| Document passage |
English stage actress and singer

Kitty Melrose (née Agnes Butterfield; 6 September 1881 – 3 June 1912) was an English stage actress and singer.

==Life==
Melrose was born in Cumberland to Stephen and Jane Butterfield. Her father later worked as a clothier in Blackpool, Lancashire.

In 1909, while in New York performing The Dollar Princess at the Knickerbocker Theatre, was severely injured while hit with a ball while golfing with F. Pope Stamper. They initially feared she might be disfigured, but excellent surgery left her with only a small scar. She recovered, and made her last stage appearance at the London Adelphi Theatre in The Quaker Girl, a musical that opened on 5 November 1910 and ran for 536 performances.

==Death==
In 1912, Melrose committed suicide at her apartment in Smith Square, Westminster. A public inquest revealed that Melrose, who was found in her locked apartment with her head in the oven, had died from asphyxiation caused by carbon monoxide poisoning. Her family blamed the suicide on heartbreak after her fiancé, Edward Lawson-Johnson, broke off their engagement. His family, who supported him financially, had discovered the pair were living together outside of wedlock and forbid him marrying her.

| Apply what you read |
1) Reproduce the Kitty Melrose passage between "In 1909, while" and "for 536 performances.", inclusive.
2) Name every person mentioned in the Kitty Melrose passage other than Melrose herself.
3) Does the Kitty Melrose passage support each statement? Give yes or no with the deciding words. (a) Melrose was born in Blackpool. (b) The Quaker Girl ran for 536 performances. (c) The golf injury left Melrose disfigured.

Segmentation mask data:
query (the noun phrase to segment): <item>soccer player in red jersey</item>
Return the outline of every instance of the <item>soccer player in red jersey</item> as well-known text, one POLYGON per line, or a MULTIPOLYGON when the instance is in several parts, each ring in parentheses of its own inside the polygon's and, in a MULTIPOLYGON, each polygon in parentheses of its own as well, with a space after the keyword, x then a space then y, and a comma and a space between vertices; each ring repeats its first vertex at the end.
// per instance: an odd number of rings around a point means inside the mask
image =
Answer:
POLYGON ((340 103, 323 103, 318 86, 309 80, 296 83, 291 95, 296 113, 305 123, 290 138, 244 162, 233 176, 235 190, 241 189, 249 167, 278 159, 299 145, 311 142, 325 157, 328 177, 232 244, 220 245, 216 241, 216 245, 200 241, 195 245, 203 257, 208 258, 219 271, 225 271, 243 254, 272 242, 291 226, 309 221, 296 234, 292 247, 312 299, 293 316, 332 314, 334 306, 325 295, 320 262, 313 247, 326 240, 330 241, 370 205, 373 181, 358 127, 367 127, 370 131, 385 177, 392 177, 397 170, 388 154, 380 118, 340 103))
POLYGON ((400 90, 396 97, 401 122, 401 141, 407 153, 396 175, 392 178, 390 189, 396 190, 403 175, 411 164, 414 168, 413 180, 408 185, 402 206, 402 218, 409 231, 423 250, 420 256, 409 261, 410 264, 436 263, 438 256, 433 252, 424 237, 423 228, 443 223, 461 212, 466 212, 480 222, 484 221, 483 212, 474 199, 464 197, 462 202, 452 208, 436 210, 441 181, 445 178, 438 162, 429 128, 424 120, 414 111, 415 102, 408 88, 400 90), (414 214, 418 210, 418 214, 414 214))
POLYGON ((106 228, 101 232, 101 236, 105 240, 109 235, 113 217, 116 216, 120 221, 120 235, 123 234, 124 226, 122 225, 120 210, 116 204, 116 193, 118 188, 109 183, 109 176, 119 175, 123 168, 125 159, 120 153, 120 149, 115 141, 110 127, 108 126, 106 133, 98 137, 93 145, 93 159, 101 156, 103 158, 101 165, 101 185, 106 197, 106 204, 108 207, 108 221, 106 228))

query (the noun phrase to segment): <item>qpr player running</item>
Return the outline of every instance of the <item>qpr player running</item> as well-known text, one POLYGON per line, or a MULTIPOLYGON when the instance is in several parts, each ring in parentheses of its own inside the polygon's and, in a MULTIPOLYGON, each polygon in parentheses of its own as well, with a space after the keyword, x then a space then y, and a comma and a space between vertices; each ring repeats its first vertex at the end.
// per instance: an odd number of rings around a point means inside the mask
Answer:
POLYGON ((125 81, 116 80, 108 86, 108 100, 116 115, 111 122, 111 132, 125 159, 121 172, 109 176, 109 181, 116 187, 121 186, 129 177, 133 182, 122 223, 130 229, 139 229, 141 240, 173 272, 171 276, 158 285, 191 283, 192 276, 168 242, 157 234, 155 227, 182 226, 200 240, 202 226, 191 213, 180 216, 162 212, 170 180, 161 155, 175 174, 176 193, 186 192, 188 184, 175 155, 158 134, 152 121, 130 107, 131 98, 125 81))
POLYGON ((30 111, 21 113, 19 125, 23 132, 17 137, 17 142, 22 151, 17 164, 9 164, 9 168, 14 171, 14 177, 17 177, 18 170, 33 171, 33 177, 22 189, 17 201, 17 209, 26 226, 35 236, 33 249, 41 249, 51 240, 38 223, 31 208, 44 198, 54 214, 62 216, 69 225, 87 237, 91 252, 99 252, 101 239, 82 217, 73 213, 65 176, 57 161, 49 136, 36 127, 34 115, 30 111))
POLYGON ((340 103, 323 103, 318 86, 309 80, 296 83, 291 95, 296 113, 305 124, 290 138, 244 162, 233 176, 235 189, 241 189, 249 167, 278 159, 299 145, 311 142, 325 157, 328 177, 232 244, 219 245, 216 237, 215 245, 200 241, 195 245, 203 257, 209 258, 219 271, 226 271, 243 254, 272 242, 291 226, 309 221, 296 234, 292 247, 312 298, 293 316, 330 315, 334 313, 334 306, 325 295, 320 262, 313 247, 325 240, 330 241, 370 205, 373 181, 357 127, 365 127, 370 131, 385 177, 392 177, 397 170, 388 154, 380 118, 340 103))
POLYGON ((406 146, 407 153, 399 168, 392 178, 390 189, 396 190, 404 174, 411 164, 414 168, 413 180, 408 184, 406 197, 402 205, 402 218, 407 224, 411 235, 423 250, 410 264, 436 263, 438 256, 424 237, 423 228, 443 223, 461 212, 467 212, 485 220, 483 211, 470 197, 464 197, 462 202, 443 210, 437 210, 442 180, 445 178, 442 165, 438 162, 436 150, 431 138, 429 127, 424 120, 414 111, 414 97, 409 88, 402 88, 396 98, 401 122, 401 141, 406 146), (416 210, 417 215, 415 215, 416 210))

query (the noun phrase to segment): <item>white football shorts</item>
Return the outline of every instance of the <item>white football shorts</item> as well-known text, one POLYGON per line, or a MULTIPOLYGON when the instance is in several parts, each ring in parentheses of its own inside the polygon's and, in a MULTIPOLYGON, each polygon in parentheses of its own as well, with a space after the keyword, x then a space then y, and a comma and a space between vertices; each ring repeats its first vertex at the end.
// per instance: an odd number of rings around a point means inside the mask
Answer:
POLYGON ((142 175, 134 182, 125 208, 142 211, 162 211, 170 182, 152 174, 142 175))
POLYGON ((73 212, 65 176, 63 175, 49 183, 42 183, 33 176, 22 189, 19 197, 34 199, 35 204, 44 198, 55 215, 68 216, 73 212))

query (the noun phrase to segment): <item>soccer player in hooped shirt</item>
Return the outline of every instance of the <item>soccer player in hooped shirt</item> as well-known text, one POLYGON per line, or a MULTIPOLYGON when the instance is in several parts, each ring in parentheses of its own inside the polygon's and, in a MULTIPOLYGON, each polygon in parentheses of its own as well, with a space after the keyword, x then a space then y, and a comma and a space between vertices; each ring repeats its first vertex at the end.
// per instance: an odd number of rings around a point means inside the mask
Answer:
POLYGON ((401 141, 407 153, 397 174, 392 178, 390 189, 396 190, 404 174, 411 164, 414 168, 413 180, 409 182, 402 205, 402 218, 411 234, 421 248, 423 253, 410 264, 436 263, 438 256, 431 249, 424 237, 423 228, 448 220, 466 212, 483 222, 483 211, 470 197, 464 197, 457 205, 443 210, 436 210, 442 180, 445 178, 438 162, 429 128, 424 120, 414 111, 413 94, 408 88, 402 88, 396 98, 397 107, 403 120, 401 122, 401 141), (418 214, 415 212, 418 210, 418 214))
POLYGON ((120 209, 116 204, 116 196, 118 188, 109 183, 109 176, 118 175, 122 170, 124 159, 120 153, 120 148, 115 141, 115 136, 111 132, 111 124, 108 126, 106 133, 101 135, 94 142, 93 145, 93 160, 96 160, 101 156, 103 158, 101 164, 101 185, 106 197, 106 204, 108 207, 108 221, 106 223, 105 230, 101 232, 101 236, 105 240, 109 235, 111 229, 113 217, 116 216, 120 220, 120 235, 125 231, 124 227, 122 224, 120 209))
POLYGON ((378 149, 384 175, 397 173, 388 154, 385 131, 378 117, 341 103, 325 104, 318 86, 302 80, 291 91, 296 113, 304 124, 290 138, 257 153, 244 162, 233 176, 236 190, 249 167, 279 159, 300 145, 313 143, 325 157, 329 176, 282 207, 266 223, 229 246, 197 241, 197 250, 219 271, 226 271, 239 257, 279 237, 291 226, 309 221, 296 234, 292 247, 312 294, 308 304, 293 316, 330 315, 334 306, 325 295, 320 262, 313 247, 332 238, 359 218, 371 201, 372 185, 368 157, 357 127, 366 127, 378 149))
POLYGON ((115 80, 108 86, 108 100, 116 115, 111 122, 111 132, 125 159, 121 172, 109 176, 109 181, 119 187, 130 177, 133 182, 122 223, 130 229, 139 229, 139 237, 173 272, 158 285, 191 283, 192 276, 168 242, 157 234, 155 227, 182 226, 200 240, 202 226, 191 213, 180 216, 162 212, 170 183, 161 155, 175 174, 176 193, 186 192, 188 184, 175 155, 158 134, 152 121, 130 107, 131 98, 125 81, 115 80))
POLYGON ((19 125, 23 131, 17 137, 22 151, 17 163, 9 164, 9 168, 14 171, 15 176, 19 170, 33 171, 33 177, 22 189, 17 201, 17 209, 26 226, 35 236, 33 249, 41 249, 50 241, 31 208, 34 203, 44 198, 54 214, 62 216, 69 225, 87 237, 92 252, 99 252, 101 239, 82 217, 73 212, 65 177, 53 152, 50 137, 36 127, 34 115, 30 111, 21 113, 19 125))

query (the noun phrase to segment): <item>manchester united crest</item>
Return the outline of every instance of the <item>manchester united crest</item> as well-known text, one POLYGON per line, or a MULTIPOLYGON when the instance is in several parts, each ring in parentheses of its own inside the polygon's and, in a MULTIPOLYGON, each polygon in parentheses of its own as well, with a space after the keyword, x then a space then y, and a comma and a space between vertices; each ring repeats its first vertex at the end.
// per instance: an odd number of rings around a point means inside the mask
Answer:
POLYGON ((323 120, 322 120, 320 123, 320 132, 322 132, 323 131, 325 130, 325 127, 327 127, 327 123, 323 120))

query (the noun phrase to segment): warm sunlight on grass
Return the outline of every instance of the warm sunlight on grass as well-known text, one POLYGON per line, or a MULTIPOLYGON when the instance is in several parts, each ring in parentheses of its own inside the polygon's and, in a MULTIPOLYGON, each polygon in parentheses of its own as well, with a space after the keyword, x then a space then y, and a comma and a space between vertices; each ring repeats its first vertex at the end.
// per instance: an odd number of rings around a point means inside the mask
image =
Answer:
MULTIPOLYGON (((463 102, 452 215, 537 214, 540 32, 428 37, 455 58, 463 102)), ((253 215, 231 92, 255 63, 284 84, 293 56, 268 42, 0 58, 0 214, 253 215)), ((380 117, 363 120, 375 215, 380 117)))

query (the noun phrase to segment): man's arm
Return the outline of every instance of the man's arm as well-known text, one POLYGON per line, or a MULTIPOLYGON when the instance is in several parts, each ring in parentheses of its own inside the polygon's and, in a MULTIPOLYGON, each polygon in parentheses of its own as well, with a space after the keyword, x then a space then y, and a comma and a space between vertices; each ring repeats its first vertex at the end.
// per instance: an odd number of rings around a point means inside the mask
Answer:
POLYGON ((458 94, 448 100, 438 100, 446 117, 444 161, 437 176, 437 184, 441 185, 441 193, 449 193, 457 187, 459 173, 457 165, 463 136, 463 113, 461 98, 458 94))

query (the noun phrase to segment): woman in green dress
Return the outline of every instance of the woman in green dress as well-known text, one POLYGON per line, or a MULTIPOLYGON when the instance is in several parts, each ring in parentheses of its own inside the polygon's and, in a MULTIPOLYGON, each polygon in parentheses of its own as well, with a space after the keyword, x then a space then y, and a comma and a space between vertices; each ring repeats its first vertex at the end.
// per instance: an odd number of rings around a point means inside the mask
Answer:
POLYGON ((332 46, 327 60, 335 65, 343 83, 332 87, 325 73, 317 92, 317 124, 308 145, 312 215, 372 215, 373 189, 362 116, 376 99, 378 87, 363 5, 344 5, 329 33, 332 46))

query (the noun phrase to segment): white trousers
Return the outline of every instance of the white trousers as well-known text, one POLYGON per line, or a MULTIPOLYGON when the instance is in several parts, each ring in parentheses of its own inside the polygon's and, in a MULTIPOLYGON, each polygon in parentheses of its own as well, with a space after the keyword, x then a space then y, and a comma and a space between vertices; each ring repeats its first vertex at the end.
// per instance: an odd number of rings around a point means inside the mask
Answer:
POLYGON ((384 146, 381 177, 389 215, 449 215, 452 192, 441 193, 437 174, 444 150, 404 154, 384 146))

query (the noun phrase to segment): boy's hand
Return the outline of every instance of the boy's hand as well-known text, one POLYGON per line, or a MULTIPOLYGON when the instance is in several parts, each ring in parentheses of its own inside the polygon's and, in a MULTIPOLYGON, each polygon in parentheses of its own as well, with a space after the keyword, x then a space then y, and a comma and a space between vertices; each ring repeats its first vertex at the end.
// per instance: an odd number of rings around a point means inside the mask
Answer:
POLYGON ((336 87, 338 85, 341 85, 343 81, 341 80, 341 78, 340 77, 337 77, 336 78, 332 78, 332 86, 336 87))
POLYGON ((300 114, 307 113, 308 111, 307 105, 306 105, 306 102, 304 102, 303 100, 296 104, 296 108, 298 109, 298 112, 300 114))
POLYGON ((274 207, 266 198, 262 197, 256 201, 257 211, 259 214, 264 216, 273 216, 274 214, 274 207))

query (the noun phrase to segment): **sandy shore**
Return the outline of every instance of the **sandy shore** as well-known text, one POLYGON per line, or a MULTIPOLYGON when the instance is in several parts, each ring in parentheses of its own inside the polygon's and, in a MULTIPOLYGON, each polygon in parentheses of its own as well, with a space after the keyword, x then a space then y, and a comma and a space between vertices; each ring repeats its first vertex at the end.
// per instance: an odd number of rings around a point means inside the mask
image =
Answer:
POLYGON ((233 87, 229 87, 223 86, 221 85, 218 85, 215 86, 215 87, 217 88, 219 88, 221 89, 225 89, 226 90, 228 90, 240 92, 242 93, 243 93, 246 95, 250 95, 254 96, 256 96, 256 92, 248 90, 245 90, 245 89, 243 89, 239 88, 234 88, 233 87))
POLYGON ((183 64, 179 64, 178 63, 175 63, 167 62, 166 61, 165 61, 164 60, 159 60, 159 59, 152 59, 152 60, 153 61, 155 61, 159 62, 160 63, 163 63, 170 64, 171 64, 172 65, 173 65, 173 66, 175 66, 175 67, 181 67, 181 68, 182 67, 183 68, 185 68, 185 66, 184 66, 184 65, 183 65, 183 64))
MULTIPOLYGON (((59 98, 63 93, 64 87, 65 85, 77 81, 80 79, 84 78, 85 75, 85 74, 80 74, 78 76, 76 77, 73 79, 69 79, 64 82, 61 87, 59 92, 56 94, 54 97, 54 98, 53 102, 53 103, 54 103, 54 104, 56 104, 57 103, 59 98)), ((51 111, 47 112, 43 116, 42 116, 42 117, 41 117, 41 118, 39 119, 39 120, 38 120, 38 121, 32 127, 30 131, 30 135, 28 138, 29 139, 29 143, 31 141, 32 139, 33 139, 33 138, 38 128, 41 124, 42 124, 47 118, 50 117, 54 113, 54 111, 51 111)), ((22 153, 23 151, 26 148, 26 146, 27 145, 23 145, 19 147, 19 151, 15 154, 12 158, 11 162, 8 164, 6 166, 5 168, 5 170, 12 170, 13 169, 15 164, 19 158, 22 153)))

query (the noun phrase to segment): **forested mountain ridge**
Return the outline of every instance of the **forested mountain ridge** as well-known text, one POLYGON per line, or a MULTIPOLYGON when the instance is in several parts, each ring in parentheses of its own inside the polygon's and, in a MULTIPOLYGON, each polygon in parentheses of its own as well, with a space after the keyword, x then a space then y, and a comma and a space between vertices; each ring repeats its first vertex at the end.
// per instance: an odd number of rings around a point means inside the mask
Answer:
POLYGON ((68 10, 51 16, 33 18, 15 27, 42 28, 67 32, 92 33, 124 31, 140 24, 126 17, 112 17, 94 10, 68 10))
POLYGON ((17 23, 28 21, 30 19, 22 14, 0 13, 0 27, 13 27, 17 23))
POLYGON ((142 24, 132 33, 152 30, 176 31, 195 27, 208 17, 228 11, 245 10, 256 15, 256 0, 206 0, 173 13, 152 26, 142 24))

| Task results |
1)
In 1909, while in New York performing The Dollar Princess at the Knickerbocker Theatre, was severely injured while hit with a ball while golfing with F. Pope Stamper. They initially feared she might be disfigured, but excellent surgery left her with only a small scar. She recovered, and made her last stage appearance at the London Adelphi Theatre in The Quaker Girl, a musical that opened on 5 November 1910 and ran for 536 performances.

2) Stephen Butterfield, Jane Butterfield, F. Pope Stamper, Edward Lawson-Johnson

3)
(a) No: "Melrose was born in Cumberland"
(b) Yes: "ran for 536 performances"
(c) No: "excellent surgery left her with only a small scar"